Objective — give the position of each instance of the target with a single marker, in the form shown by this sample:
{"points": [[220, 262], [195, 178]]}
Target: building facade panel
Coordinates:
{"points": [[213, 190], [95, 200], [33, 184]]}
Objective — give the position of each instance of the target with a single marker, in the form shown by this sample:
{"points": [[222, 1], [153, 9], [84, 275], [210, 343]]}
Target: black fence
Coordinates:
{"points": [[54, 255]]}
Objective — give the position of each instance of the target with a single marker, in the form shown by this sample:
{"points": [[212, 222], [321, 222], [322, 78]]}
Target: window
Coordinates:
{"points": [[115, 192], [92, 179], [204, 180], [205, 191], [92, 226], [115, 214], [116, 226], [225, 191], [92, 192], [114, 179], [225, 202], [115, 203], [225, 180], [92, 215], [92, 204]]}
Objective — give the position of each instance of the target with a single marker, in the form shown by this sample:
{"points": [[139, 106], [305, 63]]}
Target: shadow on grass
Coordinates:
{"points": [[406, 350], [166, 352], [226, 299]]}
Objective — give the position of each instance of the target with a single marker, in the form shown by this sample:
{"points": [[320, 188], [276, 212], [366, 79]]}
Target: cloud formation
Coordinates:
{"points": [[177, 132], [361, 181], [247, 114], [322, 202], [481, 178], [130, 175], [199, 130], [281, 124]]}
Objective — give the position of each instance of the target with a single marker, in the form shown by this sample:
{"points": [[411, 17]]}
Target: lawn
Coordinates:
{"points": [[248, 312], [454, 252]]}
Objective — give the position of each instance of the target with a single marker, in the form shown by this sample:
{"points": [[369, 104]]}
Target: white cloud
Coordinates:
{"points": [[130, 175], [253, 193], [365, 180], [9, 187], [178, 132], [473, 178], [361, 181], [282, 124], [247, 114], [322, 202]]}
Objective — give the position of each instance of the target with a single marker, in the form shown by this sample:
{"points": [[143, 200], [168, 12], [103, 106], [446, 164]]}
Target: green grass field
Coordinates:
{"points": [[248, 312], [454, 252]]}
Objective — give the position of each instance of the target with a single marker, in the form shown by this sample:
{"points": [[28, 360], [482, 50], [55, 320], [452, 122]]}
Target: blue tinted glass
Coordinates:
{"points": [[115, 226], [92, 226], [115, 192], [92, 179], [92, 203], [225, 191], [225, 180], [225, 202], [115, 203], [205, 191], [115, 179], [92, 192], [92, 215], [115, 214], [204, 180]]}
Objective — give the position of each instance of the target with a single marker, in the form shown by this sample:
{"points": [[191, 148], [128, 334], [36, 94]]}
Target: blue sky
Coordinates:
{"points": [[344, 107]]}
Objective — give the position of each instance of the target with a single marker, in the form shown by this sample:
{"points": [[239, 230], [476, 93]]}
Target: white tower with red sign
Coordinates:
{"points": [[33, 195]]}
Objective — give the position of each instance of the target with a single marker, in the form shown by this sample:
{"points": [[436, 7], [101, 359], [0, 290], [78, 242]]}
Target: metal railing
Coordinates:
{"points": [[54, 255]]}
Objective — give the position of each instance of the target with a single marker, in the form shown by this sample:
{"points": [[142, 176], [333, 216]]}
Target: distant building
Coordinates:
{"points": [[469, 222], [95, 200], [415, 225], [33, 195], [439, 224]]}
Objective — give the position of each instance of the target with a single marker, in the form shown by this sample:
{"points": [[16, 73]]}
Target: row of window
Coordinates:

What the exercise asks
Your task is to extract all of the records exactly.

The response
Objective — give the position of each instance of the target with a single marker, in the form shown by this sample:
{"points": [[220, 262], [195, 178]]}
Target: building facade panel
Coordinates:
{"points": [[213, 190], [95, 200], [33, 184]]}
Objective — give the position of each instance of the target with a single marker, in the form shown by this sample:
{"points": [[222, 1], [153, 9], [84, 275], [210, 343]]}
Target: black fence
Coordinates:
{"points": [[54, 255]]}
Objective — give the position of each instance of the target with a single marker, in the form shown by this sample:
{"points": [[212, 222], [321, 222], [322, 78]]}
Target: window
Coordinates:
{"points": [[115, 192], [92, 179], [204, 180], [205, 191], [92, 226], [115, 214], [116, 226], [225, 191], [92, 192], [114, 179], [225, 202], [115, 203], [225, 180], [92, 215], [92, 204]]}
Objective — give the position of each instance of the target with a single marker, in the form shown by this sample:
{"points": [[139, 106], [305, 63]]}
Target: shadow on grass
Coordinates:
{"points": [[406, 350], [166, 352], [226, 299]]}
Objective — give the position of each instance of the target with a single marker, in the form shown by this sample:
{"points": [[320, 188], [276, 212], [366, 79]]}
Target: cloud formation
Coordinates:
{"points": [[177, 132], [361, 181], [247, 114], [322, 202], [481, 178], [130, 175], [199, 130], [281, 124]]}
Objective — give the position of each instance of the target with a single marker, in the form shown by this sample:
{"points": [[411, 17]]}
Target: lawn
Coordinates:
{"points": [[248, 312], [454, 252]]}
Objective — give the position of each instance of the target with a single marker, in the form shown by this sample:
{"points": [[369, 104]]}
Target: white cloud
Coordinates:
{"points": [[130, 175], [253, 193], [365, 180], [9, 187], [178, 132], [473, 178], [361, 181], [282, 124], [247, 114], [322, 202]]}
Objective — give the position of each instance of the target with a single marker, in the form shown by this sample:
{"points": [[143, 200], [168, 12], [103, 106], [446, 164]]}
Target: green grass field
Coordinates:
{"points": [[248, 312], [454, 252]]}
Objective — give the position of each instance of the target with a single marker, in the form shown by this sample:
{"points": [[28, 360], [482, 50], [55, 320], [452, 122]]}
Target: blue tinted glass
Coordinates:
{"points": [[115, 226], [92, 226], [115, 192], [92, 179], [92, 203], [225, 191], [225, 180], [225, 202], [115, 203], [205, 191], [115, 179], [92, 192], [92, 215], [115, 214], [204, 180]]}
Objective — give the position of each instance of the target with a single marker, in the form shown by this sample:
{"points": [[191, 148], [128, 334], [36, 94]]}
Target: blue sky
Coordinates:
{"points": [[344, 107]]}
Objective — give the position of each instance of the target with a single marker, in the form shown by this sample:
{"points": [[239, 230], [476, 93]]}
Target: white tower with red sign
Coordinates:
{"points": [[33, 195]]}
Objective — give the position of each instance of the target with a single marker, in the form shown by this sample:
{"points": [[436, 7], [101, 359], [0, 290], [78, 242]]}
Target: metal railing
Coordinates:
{"points": [[54, 255]]}
Objective — give the position of each instance of the target with a single marker, in the form shown by this sample:
{"points": [[142, 176], [333, 216]]}
Target: distant building
Coordinates:
{"points": [[469, 222], [95, 200], [415, 225], [33, 195], [439, 224]]}
Objective — give the position of each instance of the target with a single marker, in the form shown by this sample:
{"points": [[16, 73]]}
Target: row of window
Coordinates:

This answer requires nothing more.